### SUPPLIED RECORDS

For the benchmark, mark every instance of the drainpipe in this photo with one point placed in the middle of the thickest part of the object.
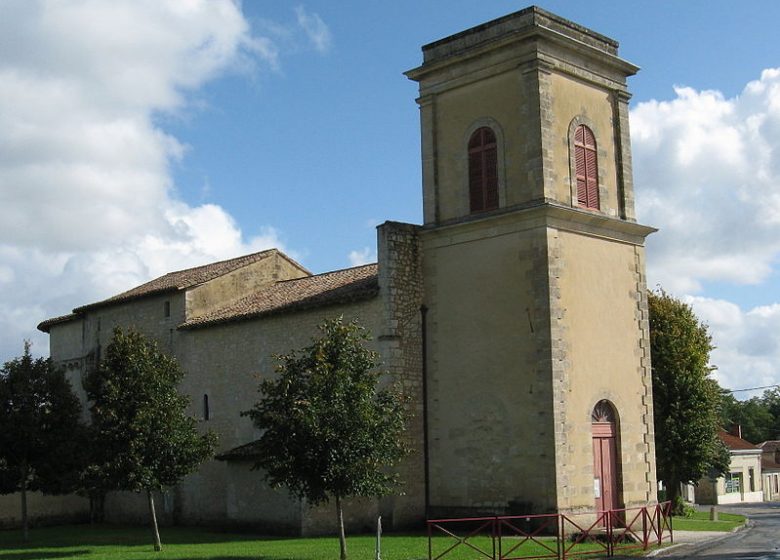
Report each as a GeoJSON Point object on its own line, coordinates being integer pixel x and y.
{"type": "Point", "coordinates": [426, 461]}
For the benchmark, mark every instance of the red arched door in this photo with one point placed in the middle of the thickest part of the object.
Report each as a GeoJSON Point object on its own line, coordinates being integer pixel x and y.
{"type": "Point", "coordinates": [605, 466]}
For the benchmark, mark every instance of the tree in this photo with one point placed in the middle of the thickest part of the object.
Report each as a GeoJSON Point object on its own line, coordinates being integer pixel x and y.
{"type": "Point", "coordinates": [685, 397]}
{"type": "Point", "coordinates": [329, 431]}
{"type": "Point", "coordinates": [39, 430]}
{"type": "Point", "coordinates": [140, 420]}
{"type": "Point", "coordinates": [752, 415]}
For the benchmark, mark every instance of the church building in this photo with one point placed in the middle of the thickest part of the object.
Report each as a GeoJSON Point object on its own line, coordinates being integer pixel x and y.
{"type": "Point", "coordinates": [514, 318]}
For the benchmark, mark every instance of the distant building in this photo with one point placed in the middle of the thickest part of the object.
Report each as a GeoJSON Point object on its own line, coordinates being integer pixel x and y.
{"type": "Point", "coordinates": [515, 317]}
{"type": "Point", "coordinates": [743, 481]}
{"type": "Point", "coordinates": [770, 469]}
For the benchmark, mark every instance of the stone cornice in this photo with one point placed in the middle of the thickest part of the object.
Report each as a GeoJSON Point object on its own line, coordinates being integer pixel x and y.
{"type": "Point", "coordinates": [540, 214]}
{"type": "Point", "coordinates": [603, 59]}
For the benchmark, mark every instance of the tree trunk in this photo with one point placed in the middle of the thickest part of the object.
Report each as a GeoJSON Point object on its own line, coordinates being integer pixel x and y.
{"type": "Point", "coordinates": [155, 530]}
{"type": "Point", "coordinates": [342, 537]}
{"type": "Point", "coordinates": [673, 495]}
{"type": "Point", "coordinates": [25, 524]}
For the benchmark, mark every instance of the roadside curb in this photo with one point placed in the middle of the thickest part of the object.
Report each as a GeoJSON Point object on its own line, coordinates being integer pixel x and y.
{"type": "Point", "coordinates": [694, 547]}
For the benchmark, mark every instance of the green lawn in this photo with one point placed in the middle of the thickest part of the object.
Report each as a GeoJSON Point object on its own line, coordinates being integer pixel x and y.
{"type": "Point", "coordinates": [700, 521]}
{"type": "Point", "coordinates": [86, 542]}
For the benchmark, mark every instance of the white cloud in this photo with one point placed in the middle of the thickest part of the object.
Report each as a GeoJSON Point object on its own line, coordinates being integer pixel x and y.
{"type": "Point", "coordinates": [362, 256]}
{"type": "Point", "coordinates": [316, 29]}
{"type": "Point", "coordinates": [87, 200]}
{"type": "Point", "coordinates": [707, 174]}
{"type": "Point", "coordinates": [747, 350]}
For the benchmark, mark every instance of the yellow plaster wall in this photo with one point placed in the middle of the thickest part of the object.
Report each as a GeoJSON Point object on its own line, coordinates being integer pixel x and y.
{"type": "Point", "coordinates": [598, 299]}
{"type": "Point", "coordinates": [490, 404]}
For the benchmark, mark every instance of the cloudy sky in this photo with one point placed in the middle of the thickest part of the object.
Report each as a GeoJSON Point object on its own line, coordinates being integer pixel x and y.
{"type": "Point", "coordinates": [143, 136]}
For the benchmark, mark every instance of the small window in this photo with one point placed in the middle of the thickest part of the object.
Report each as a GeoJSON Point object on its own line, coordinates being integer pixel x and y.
{"type": "Point", "coordinates": [483, 170]}
{"type": "Point", "coordinates": [733, 483]}
{"type": "Point", "coordinates": [586, 167]}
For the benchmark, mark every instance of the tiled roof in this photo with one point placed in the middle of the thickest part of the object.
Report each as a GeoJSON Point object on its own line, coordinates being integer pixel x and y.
{"type": "Point", "coordinates": [182, 279]}
{"type": "Point", "coordinates": [246, 452]}
{"type": "Point", "coordinates": [735, 443]}
{"type": "Point", "coordinates": [770, 446]}
{"type": "Point", "coordinates": [49, 323]}
{"type": "Point", "coordinates": [769, 465]}
{"type": "Point", "coordinates": [340, 286]}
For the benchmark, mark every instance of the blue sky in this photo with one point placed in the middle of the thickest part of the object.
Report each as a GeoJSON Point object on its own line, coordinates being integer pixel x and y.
{"type": "Point", "coordinates": [142, 137]}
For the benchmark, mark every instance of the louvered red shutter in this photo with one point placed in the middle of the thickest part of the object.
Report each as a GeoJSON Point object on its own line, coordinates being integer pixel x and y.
{"type": "Point", "coordinates": [591, 169]}
{"type": "Point", "coordinates": [586, 167]}
{"type": "Point", "coordinates": [483, 170]}
{"type": "Point", "coordinates": [475, 181]}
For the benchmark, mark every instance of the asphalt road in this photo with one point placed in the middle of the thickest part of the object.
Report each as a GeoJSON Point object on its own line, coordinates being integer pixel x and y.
{"type": "Point", "coordinates": [759, 541]}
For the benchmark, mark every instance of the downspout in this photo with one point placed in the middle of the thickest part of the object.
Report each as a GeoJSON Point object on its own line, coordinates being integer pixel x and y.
{"type": "Point", "coordinates": [426, 461]}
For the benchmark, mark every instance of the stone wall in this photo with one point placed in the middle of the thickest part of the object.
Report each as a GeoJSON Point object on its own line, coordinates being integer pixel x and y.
{"type": "Point", "coordinates": [400, 344]}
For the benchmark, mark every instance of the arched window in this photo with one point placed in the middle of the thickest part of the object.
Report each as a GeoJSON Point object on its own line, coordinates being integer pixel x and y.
{"type": "Point", "coordinates": [483, 170]}
{"type": "Point", "coordinates": [587, 168]}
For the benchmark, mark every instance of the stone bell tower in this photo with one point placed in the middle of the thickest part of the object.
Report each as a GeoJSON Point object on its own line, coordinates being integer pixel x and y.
{"type": "Point", "coordinates": [538, 364]}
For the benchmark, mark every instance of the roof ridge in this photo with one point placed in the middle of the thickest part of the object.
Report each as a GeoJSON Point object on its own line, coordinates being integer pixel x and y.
{"type": "Point", "coordinates": [326, 273]}
{"type": "Point", "coordinates": [215, 263]}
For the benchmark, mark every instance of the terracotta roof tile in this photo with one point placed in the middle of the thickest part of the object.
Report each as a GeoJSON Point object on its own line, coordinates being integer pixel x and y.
{"type": "Point", "coordinates": [735, 443]}
{"type": "Point", "coordinates": [49, 323]}
{"type": "Point", "coordinates": [181, 279]}
{"type": "Point", "coordinates": [246, 452]}
{"type": "Point", "coordinates": [340, 286]}
{"type": "Point", "coordinates": [769, 464]}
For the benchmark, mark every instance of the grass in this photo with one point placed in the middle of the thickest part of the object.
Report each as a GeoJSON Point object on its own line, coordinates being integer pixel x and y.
{"type": "Point", "coordinates": [85, 542]}
{"type": "Point", "coordinates": [700, 521]}
{"type": "Point", "coordinates": [109, 542]}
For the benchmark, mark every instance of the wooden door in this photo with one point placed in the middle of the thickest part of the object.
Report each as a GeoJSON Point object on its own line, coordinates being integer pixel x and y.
{"type": "Point", "coordinates": [605, 466]}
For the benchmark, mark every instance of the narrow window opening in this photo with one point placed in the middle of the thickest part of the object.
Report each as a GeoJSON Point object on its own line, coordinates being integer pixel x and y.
{"type": "Point", "coordinates": [586, 167]}
{"type": "Point", "coordinates": [483, 170]}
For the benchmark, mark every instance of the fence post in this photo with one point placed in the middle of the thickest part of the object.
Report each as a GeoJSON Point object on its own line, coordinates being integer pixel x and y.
{"type": "Point", "coordinates": [496, 531]}
{"type": "Point", "coordinates": [561, 537]}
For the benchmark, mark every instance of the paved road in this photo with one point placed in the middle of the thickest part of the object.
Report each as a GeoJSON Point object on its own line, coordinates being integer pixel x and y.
{"type": "Point", "coordinates": [759, 541]}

######

### WHAT TO PRODUCE
Set down, word for word, only the lines running from the line with "For the benchmark, mark every instance of the wooden" to the last line of the listing above. Both of those lines belong in your answer.

### RIGHT ANSWER
For the benchmark, mark every instance of the wooden door in this photo with one point placed in the middle of the thickest part of the object.
Report each as a GeoJSON Point object on its own line, coordinates being integer pixel x and y.
{"type": "Point", "coordinates": [605, 466]}
For the benchmark, mark every instance of the narrow window opening in this photo with one point placed in the middle of the thickest part of the object.
Report each as a GeoJSON Point object on its own line, coordinates being integer pixel x and y.
{"type": "Point", "coordinates": [586, 167]}
{"type": "Point", "coordinates": [483, 170]}
For the benchmark, mark every instance of the fence post in this photo with one point placed in the middle of the thickest part of the object.
Report each as a GeoJSON Point object on its own line, coordinates being integer pixel x and y.
{"type": "Point", "coordinates": [496, 531]}
{"type": "Point", "coordinates": [561, 537]}
For the benchmark, mark every instance of the paved road in this photo with one point placed in the middle of the thickest part of the object.
Report each as a GeoJSON Point object on its own line, coordinates being integer pixel x and y.
{"type": "Point", "coordinates": [759, 541]}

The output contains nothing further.